[START OF RECORDS FOR PROCESSING]

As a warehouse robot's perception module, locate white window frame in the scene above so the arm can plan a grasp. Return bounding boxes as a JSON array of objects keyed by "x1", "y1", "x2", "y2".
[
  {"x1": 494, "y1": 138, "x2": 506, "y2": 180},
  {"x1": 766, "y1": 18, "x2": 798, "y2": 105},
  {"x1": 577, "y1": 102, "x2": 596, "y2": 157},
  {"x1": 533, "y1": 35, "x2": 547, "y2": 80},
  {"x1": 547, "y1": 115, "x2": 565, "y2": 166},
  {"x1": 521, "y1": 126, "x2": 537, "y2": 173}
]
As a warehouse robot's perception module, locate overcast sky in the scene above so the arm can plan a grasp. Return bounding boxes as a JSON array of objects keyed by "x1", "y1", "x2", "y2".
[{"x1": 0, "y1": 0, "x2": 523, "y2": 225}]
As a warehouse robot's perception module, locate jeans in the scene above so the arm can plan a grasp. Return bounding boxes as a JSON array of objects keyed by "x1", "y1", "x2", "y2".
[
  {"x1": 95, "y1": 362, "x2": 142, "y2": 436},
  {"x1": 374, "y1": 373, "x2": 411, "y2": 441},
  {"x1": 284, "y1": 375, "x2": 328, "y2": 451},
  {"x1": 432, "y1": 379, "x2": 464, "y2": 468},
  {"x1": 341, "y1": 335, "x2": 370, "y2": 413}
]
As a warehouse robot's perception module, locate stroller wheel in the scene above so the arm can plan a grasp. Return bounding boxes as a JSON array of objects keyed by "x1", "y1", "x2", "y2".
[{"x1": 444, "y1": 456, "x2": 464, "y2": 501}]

[END OF RECORDS FOR PROCESSING]

• [YOUR TASK]
Copy out each line above that contains the string "frame", counting a match only when the letter case is identical.

• [EXERCISE RESPONSE]
As a warehouse robot's perception module, locate white window frame in the scene above so the arm can plan a grasp. Return bounding boxes as a JSON array of objects keyed by "x1", "y1", "x2", "y2".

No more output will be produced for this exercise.